### REQUIRED WORK
a: From the nanomsg backport post below, copy the passage starting at "dscverify: nanomsg_0.4~beta+dfsg-3.dsc failed" and ending at "when upgrading debian.".
b: Answer these from the nanomsg backport post below:
(i) Which Debian release is the package being backported from, and which release is it going to?
(ii) What RSA key ID does gpg report for the signature?
(iii) To which file would the writer like to add a line naming the keyring?

### READING PASSAGE
0

I'm trying to backport nanomsg from jessie to squeeze. But when I run:

dget http://http.debian.net/debian/pool/main/n/nanomsg/nanomsg_0.4~beta+dfsg-3.dsc

It says:

dscverify: nanomsg_0.4~beta+dfsg-3.dsc failed signature check:
gpg: Signature made Fri 29 Aug 2014 09:49:58 PM EEST using RSA key ID 864CC8BF
gpg: Can't check signature: public key not found
Validation FAILED!!

I saw people suggesting installing debian-keyring from that particular release by adding corresponding line to sources.list and APT::Default-Release "stable"; to apt.conf. But I'm concerned about it polluting my system with packages from the other release.

And if we're talking about squeeze here. I can't put stable in apt.conf, can I? Since stable is jessie now. And if I put squeeze there, it's one more thing to not forget when upgrading debian.

I'd like it if I could just safely download debian-keyring from jessie and add keyring /path/to/debian-keyring.gpg to ~/.gnupg/gpg.conf (or setting DSCVERIFY_KEYRINGS?) to make it work. Is it possible? How should I go about the issue?

### MATERIAL
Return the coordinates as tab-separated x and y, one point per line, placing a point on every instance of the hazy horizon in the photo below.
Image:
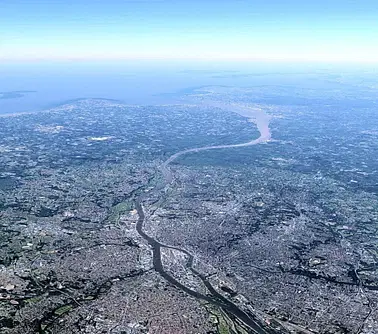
337	31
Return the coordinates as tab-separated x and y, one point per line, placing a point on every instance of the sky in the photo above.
272	30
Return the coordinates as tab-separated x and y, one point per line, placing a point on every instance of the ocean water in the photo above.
141	83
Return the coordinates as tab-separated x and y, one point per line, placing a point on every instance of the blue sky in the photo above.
283	30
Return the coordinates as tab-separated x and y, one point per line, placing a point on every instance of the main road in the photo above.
251	322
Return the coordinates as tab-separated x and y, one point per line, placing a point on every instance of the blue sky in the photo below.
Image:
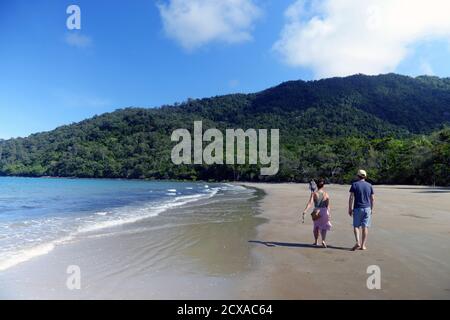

### ANSWERS TO THE PROBLEMS
a:
dscverify: nanomsg_0.4~beta+dfsg-3.dsc failed signature check:
gpg: Signature made Fri 29 Aug 2014 09:49:58 PM EEST using RSA key ID 864CC8BF
gpg: Can't check signature: public key not found
Validation FAILED!!

I saw people suggesting installing debian-keyring from that particular release by adding corresponding line to sources.list and APT::Default-Release "stable"; to apt.conf. But I'm concerned about it polluting my system with packages from the other release.

And if we're talking about squeeze here. I can't put stable in apt.conf, can I? Since stable is jessie now. And if I put squeeze there, it's one more thing to not forget when upgrading debian.

b:
(i) From jessie to squeeze.
(ii) 864CC8BF.
(iii) ~/.gnupg/gpg.conf.